RECORD EXCERPTS start

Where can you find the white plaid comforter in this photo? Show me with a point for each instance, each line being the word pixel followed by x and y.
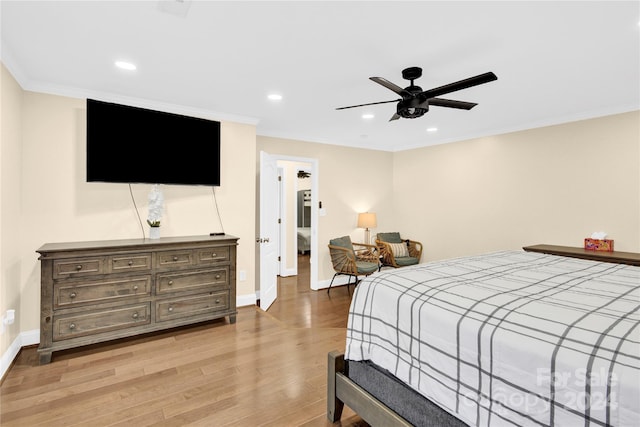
pixel 509 338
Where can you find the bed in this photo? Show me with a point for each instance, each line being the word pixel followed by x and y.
pixel 513 338
pixel 304 239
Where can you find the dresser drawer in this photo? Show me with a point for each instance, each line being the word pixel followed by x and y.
pixel 212 255
pixel 133 262
pixel 191 306
pixel 198 280
pixel 173 259
pixel 100 321
pixel 66 294
pixel 65 268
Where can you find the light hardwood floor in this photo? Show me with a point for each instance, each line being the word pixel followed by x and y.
pixel 269 368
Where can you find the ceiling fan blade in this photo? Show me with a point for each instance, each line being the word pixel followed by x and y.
pixel 459 85
pixel 370 103
pixel 392 86
pixel 451 103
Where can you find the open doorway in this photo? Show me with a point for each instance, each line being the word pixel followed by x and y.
pixel 273 213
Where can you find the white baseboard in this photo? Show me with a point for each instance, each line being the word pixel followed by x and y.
pixel 288 272
pixel 33 337
pixel 23 339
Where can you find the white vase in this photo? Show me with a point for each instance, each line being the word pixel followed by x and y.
pixel 154 232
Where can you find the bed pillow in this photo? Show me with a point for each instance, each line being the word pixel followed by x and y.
pixel 399 249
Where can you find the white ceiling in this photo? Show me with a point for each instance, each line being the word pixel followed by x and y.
pixel 555 61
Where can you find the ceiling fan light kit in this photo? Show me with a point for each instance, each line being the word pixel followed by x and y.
pixel 415 102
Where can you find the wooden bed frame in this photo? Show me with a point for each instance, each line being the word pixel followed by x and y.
pixel 341 390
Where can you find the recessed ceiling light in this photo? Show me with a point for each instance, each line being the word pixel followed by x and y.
pixel 125 65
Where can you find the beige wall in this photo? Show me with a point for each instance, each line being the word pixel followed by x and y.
pixel 552 185
pixel 10 203
pixel 350 181
pixel 52 202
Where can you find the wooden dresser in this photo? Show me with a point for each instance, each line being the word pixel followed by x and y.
pixel 99 291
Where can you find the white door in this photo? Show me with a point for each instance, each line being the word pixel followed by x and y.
pixel 268 239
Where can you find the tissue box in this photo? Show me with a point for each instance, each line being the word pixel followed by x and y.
pixel 604 245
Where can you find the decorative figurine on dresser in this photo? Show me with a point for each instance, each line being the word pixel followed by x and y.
pixel 98 291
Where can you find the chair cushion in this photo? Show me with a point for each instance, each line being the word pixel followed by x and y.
pixel 407 260
pixel 344 242
pixel 366 267
pixel 399 249
pixel 390 237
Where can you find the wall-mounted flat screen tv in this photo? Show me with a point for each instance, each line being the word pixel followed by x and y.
pixel 135 145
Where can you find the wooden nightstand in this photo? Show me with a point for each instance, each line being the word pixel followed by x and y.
pixel 618 257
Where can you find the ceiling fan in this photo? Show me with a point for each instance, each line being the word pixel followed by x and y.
pixel 415 102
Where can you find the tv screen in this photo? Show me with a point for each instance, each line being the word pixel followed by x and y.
pixel 135 145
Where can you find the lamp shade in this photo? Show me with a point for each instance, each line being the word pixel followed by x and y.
pixel 367 220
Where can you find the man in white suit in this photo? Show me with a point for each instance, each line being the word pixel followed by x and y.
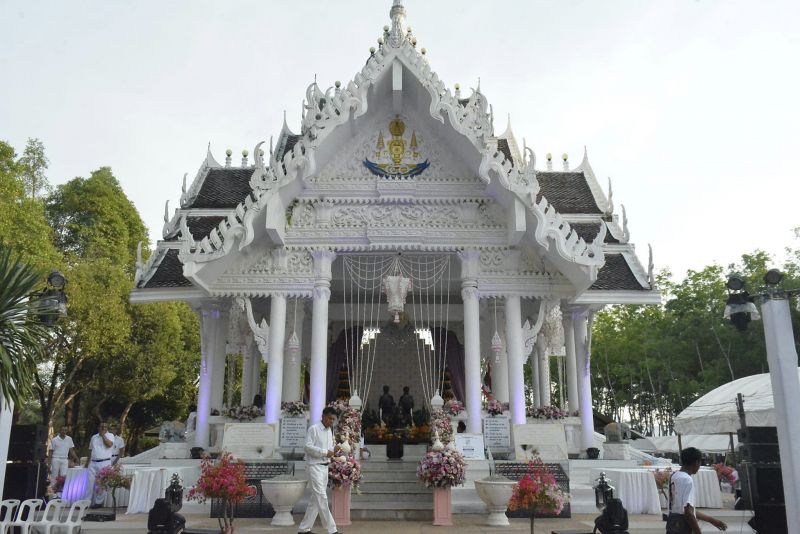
pixel 319 451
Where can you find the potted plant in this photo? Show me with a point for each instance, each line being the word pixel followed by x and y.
pixel 110 478
pixel 222 480
pixel 537 491
pixel 442 468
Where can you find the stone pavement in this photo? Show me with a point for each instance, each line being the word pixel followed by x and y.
pixel 463 524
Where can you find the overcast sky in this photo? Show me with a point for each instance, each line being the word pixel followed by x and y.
pixel 691 107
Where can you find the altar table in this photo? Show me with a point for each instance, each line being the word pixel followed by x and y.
pixel 149 484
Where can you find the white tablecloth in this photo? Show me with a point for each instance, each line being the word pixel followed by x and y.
pixel 149 484
pixel 636 488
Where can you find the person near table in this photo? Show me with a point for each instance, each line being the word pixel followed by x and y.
pixel 61 451
pixel 683 517
pixel 119 445
pixel 319 452
pixel 101 447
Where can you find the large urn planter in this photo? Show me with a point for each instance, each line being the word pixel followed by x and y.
pixel 442 507
pixel 495 492
pixel 340 505
pixel 283 492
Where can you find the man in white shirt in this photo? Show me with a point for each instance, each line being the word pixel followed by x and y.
pixel 319 451
pixel 62 449
pixel 119 446
pixel 101 447
pixel 682 514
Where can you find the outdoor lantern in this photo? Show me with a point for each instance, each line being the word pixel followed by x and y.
pixel 603 491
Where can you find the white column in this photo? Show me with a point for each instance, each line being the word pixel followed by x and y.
pixel 319 332
pixel 219 356
pixel 544 370
pixel 569 348
pixel 293 362
pixel 212 335
pixel 516 372
pixel 470 265
pixel 583 359
pixel 6 417
pixel 247 371
pixel 782 360
pixel 500 368
pixel 277 321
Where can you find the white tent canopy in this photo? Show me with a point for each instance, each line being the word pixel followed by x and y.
pixel 715 412
pixel 718 443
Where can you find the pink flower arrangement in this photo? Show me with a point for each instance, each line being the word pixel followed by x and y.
pixel 223 480
pixel 537 491
pixel 545 412
pixel 442 469
pixel 440 423
pixel 725 473
pixel 453 407
pixel 344 471
pixel 495 407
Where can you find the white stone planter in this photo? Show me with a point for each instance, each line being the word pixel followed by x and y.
pixel 495 492
pixel 283 492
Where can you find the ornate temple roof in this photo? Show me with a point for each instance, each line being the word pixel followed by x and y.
pixel 569 202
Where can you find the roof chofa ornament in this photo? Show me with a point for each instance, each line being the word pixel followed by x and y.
pixel 398 15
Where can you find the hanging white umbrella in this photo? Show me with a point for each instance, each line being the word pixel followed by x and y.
pixel 715 412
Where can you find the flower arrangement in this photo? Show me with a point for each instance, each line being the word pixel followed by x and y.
pixel 344 471
pixel 442 469
pixel 244 413
pixel 545 412
pixel 537 490
pixel 725 473
pixel 495 407
pixel 453 407
pixel 224 481
pixel 440 422
pixel 294 408
pixel 111 478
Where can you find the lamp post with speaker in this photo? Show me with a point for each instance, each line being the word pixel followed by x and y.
pixel 782 361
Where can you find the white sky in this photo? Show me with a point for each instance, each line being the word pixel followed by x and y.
pixel 690 106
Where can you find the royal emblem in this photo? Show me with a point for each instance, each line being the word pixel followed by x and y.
pixel 392 156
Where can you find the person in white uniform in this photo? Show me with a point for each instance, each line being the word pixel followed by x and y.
pixel 101 447
pixel 683 518
pixel 62 449
pixel 319 451
pixel 119 446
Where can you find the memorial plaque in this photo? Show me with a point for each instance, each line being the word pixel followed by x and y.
pixel 249 441
pixel 549 439
pixel 497 433
pixel 470 445
pixel 293 432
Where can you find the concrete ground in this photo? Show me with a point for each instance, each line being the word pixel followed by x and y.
pixel 463 524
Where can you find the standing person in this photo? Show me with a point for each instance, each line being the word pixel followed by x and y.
pixel 61 451
pixel 319 451
pixel 406 404
pixel 101 447
pixel 386 405
pixel 683 518
pixel 119 446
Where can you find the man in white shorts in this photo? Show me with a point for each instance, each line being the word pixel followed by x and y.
pixel 62 449
pixel 683 518
pixel 101 447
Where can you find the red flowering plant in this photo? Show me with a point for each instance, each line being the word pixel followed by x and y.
pixel 111 478
pixel 222 480
pixel 538 491
pixel 442 469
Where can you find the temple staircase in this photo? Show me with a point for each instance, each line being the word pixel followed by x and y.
pixel 390 490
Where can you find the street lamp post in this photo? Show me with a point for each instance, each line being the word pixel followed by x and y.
pixel 782 361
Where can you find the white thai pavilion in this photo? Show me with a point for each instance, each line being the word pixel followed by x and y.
pixel 396 236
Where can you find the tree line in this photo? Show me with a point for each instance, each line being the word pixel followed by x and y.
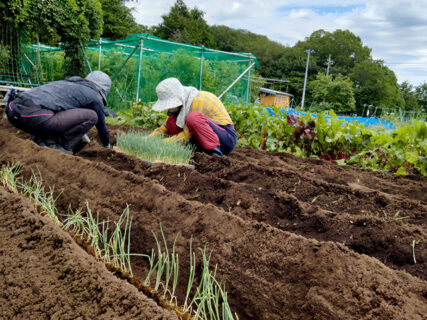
pixel 353 80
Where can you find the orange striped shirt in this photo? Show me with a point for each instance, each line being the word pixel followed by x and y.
pixel 207 104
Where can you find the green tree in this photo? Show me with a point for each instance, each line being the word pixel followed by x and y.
pixel 376 84
pixel 268 52
pixel 346 49
pixel 118 20
pixel 184 25
pixel 70 22
pixel 334 92
pixel 409 95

RECORD EXCERPTS end

GOAL OF THE EXERCISE:
Print the lines starting at the first line above and ending at the line that contains "pixel 65 268", with both ends included. Leave the pictures out of the answer.

RESPONSE:
Where can you find the white plaid comforter in this photo? Show me with a point for each instance, each line being the word pixel followed by x and y.
pixel 509 338
Where can you find the bed in this photo? Show me with a point for each instance, each line being the word pixel followed by x and y.
pixel 513 338
pixel 304 239
Where can you find the dresser drawer in this photo? Show me with a point for each instance, each line being the word pixel followed by x and y.
pixel 212 255
pixel 133 262
pixel 191 306
pixel 198 280
pixel 173 259
pixel 100 321
pixel 66 294
pixel 65 268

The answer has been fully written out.